## Ziel 1:
Übertragen Sie den Satz „Kultur spielt eine wichtige Rolle, Gewohnheiten, die nicht für jeden gleich leicht zu brechen sind.“ aus der Quelle zur veganen Ernährung ins Englische.
## Ziel 2:
Führen Sie die Quelle zur veganen Ernährung im Anschluss an ihren letzten Satz weiter.

··· Quelle

Weiterhin habe ich allerdings auch zu kritisieren, dass Duve öfters davon spricht, dass Menschen, die vegetarisch/vegan/frutarisch Leben, "die besseren Menschen" oder sowas sind, was mir persönlich gegen den Strich geht. Viele Menschen sind sich ja auch gar nicht der Zustände bewusst, welche hinter den Kulissen leben. Kultur spielt eine wichtige Rolle, Gewohnheiten, die nicht für jeden gleich leicht zu brechen sind. Und grundsätzlich ein Mengel an Wissen über eine Ernährungsweise. Das fällt mir halt auch immer wieder auf, dass Menschen ein regelrechtes Vakuum an Wissen darüber haben, was man isst, wenn nicht alles voller Milch und Käse ist (vegetarische Ernährung verstehen die Meisten noch, weil "man ja einfach Käse anstatt Fleisch konsumiert"). Es gibt, zum Beispiel, wunderbare vegane Schokolade (Vego Schokolade, ichoc... - wir waren lange eine definitive ichoc-Familie, mittlerweile achten wir aber vermehrt darauf, möglichst wenig Plastik-Müll zu produzieren und ichoc ist in Plastik verpackt, also wurde das erstmal etwas boykottiert, auf liebevollste Weise, versteht sich), wunderbare vegane Schokoladen-Kochbücher (Vegan Chocoholic - wer Margarine nicht so mag, kann diese auch einfach mit Kokosfett/mousse ersetzten, man sollte davon allerdings ein ganzes Stück weniger nehmen - sonst gibt es Stichflammen im Ofen. Ups.) und sogar wunderbare vegane Dinge, die nicht mit Schokolade zu tun haben, aber das würde zu schnell entarten und die Grundsätzlichkeiten sind mit Schokolade schon gedeckt.

······
··· Datensatz

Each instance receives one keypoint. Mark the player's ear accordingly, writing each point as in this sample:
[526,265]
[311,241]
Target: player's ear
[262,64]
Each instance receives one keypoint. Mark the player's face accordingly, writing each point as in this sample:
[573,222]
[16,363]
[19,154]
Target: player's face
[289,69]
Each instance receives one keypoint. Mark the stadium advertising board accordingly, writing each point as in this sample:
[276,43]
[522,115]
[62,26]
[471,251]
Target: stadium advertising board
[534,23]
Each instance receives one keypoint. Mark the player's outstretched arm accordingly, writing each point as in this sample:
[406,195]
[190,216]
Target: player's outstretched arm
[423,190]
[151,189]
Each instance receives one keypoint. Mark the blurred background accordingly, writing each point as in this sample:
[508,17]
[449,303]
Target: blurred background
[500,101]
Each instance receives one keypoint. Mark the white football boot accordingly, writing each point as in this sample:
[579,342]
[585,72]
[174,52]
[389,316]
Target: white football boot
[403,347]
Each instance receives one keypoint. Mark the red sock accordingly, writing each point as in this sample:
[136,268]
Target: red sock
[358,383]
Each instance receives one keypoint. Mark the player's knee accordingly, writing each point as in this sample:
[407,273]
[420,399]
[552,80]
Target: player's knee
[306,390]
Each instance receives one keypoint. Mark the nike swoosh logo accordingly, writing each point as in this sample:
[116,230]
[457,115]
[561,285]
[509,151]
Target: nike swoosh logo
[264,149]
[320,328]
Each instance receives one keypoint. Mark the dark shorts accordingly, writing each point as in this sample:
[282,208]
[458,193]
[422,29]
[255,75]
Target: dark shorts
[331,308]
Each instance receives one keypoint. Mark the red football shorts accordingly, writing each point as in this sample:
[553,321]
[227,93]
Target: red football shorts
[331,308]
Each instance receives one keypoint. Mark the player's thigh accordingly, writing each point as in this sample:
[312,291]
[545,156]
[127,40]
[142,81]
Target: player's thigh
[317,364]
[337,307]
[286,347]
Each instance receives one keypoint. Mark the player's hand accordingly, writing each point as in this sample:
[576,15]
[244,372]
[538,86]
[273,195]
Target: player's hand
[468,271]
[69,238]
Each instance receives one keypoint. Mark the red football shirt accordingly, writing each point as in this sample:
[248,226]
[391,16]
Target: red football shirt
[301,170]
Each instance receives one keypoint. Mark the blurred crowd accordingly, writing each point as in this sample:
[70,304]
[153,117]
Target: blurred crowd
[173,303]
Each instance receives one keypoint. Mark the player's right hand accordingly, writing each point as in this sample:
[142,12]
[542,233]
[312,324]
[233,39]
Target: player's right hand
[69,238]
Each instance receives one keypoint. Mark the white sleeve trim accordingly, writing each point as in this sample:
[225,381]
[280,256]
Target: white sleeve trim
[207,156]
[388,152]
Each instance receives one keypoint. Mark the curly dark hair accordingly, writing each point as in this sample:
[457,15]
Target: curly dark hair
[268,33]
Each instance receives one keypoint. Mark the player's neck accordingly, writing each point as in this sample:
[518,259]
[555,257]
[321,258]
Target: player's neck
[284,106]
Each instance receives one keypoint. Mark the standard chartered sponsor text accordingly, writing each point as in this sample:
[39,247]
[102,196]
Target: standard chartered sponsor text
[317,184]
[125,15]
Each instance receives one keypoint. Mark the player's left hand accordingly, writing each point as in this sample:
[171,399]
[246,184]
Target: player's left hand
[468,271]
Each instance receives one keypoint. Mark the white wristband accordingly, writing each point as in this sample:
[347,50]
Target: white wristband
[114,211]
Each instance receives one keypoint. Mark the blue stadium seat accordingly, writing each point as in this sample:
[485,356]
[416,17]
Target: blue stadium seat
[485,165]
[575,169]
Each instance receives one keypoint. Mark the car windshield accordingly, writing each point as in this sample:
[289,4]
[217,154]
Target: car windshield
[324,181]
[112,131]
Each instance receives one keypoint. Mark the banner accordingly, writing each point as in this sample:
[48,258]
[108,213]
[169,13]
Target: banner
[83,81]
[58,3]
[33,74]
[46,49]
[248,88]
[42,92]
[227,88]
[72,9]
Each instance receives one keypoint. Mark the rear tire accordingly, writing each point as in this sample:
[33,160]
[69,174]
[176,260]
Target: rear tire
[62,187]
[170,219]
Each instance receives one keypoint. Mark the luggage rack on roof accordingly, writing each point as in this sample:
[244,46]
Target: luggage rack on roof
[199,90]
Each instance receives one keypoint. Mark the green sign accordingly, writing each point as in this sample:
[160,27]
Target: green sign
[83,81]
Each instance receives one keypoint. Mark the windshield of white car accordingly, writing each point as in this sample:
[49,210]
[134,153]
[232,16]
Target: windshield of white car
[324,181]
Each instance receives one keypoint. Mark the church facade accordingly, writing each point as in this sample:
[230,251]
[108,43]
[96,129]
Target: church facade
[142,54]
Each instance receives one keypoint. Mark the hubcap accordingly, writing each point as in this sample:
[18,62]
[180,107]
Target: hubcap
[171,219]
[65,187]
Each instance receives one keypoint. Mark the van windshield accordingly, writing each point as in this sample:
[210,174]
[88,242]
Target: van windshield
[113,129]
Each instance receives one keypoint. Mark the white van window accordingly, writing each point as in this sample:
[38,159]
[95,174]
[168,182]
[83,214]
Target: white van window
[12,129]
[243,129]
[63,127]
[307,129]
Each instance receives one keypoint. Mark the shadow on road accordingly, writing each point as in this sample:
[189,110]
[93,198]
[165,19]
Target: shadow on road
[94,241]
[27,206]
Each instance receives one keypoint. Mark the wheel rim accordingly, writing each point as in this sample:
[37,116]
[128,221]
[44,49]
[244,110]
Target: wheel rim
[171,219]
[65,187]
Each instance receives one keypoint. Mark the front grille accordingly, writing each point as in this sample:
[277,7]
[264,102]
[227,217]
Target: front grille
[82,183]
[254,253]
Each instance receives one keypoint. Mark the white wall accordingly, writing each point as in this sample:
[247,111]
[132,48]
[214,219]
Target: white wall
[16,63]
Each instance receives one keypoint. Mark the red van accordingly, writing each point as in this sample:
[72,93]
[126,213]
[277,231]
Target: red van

······

## Schriftliche Antwort 1:
Culture plays an important role, as do habits that are not equally easy for everyone to break.

## Schriftliche Antwort 2:
Wo genau war ich stehen geblieben? Ach, ja, ich wollte noch Anmerken, dass der Schreibstil nicht wirklich mein Fall war. Es ist ok, aber hat irgendwie einen "ich führe ein Interview mit jemanden und er lächelt mich entzückt an, während er an seinem Milchkaffee mit extra Zucker nippt"-Ton (falls das Sinn macht, ich weiss nicht, wie ich es anders erklären kann), der einfach nicht mein Fall ist. 

Bewertung:

Also, wie jetzt hoffentlich klar ist, wenn man es geschafft hat, über meine Schokoladen-Sucht hinweg zu sehen, halte ich dieses Buch zwar für interessant, aber eher auf einer fundamentalen Ebene. Ich bereue es keinesfalls, es gelesen zu haben, trotzdem ist es für mich eher ein 3/5 Sterne-Buch.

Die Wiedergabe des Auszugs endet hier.